■ TÂCHES À RÉALISER
a – Modifiez, dans les enregistrements, le passage qui commence à la ligne contenant « For every <instance> » et se termine à celle contenant « box: [487, 27, 501, 39] », ces deux lignes comprises : remplacez « rough mask » par « coarse mask » sans rien changer d'autre, puis redonnez seulement ces lignes.
b – Poursuivez l'entretien sur l'activité d'expertise judiciaire à partir de sa dernière phrase.

***** TEXTE À LIRE

« L’expérience de la pratique judiciaire nourrit celle du conseil »
Entretien avec Alain Abergel et Jean-Noël Munoz
Décideurs. Comment en êtes-vous arrivés à l’activité de litigation support ?
Alain Abergel. C’est le fruit d’opportunités et de coïncidences. Jean-Noël Munoz et moi-même avons suivi une formation juridique, nous avons donc une certaine sensibilité dans ce domaine. C’est d’ailleurs le cas depuis la création du cabinet, en 1981. Nous avons démarré notre activité comme experts comptables et commissaires aux comptes sur des missions classiques. La première rencontre avec le monde judiciaire s’est faite en tant que conseil de partie, lorsqu’un client nous a sollicités pour l’accompagner sur une expertise dans un contentieux. Des compétences très différentes sont alors mises à contribution : la technique comptable mais aussi la matière juridique, qu’il est essentiel de comprendre. La comptabilité est une traduction en chiffres de données juridiques.
Décideurs. Quelle influence le contentieux a-t-il sur votre méthode de travail ?
A. A. Les expertises requièrent une grande part de psychologie, chaque partie étant convaincue d’avoir raison. Les intervenants sont d’ailleurs de bonne foi la plupart du temps, mais la bonne foi n’est pas un gage de compétence… Le rapport de l’expert doit donc être compris avant d’être communiqué. Plutôt que de travailler seul en cabinet pour livrer un produit fini, l’expert doit partager ses travaux et ses réflexions avec les parties. Cela demande un peu de psychologie et beaucoup de pédagogie.
Jean-Noël Munoz. Ces méthodes de travail s’appliquent également lorsque nous intervenons en qualité d’expert de partie. L’expérience de la pratique judiciaire nourrit celle du conseil et inversement. La culture d’entreprise et du conseil a développé chez nous un goût certain pour la négociation. Même si ce n’est pas notre mission première, nous maintenons cet état d’esprit dans nos travaux. C’est le meilleur moyen pour assurer un équilibre général entre les parties et c’est un levier efficace en qualité de conseil pour défendre les intérêts de nos clients.
Décideurs. Peut-on être à la fois expert judiciaire et expert de partie ?

**********
***** ENREGISTREMENTS FOURNIS

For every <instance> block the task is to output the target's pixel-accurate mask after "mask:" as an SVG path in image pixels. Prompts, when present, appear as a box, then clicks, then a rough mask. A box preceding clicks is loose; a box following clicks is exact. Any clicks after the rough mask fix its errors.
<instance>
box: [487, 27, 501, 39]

**********
***** ENREGISTREMENTS FOURNIS

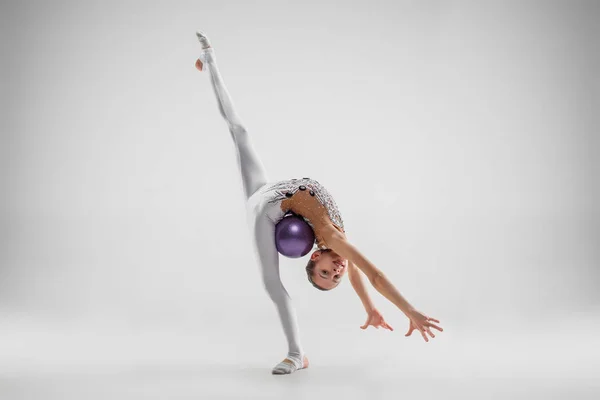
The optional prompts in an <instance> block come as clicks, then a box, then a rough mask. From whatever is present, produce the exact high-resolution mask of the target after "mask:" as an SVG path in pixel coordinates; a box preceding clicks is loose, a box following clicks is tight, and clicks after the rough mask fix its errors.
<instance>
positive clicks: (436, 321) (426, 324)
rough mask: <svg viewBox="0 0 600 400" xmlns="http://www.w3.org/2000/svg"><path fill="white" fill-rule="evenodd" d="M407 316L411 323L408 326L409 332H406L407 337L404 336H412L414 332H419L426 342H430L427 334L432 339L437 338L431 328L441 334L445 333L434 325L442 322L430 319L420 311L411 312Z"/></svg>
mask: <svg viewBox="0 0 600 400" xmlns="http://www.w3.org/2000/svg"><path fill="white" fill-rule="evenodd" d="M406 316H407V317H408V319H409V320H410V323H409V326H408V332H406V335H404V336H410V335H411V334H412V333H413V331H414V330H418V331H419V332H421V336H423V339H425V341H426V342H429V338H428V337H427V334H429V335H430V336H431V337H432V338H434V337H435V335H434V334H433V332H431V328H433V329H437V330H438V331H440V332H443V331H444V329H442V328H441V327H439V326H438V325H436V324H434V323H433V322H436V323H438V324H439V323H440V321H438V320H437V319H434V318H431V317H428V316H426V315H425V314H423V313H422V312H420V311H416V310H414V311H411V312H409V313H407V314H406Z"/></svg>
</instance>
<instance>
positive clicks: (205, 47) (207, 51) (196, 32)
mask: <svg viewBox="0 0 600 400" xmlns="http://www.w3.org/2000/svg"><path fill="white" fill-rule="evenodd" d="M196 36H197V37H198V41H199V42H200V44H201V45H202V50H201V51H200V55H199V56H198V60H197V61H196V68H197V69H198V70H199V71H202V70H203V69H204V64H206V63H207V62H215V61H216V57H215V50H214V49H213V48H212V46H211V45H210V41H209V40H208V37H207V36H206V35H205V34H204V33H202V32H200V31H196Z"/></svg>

**********

■ LISTE DES RÉPONSES
a –
For every <instance> block the task is to output the target's pixel-accurate mask after "mask:" as an SVG path in image pixels. Prompts, when present, appear as a box, then clicks, then a coarse mask. A box preceding clicks is loose; a box following clicks is exact. Any clicks after the coarse mask fix its errors.
<instance>
box: [487, 27, 501, 39]

b –
A. A. Nous mettons notre expérience d’experts judiciaires au service des expertises de parties, que nous développons de plus en plus. Notre action de longue date auprès des tribunaux est un atout certain pour nos clients d’aujourd’hui. En étudiant leur réclamation, nous servons de filtre. Si nous ne comprenons pas le sens d’une réclamation, le juge ne le comprendra pas non plus. Nous ne soutiendrons pas une demande qui ne nous paraît pas claire. C’est d’ailleurs la raison pour laquelle, lorsque nous intervenons en qualité d’expert désigné par le tribunal, nous encourageons les parties d’un contentieux à recourir aux services de leur propre expert.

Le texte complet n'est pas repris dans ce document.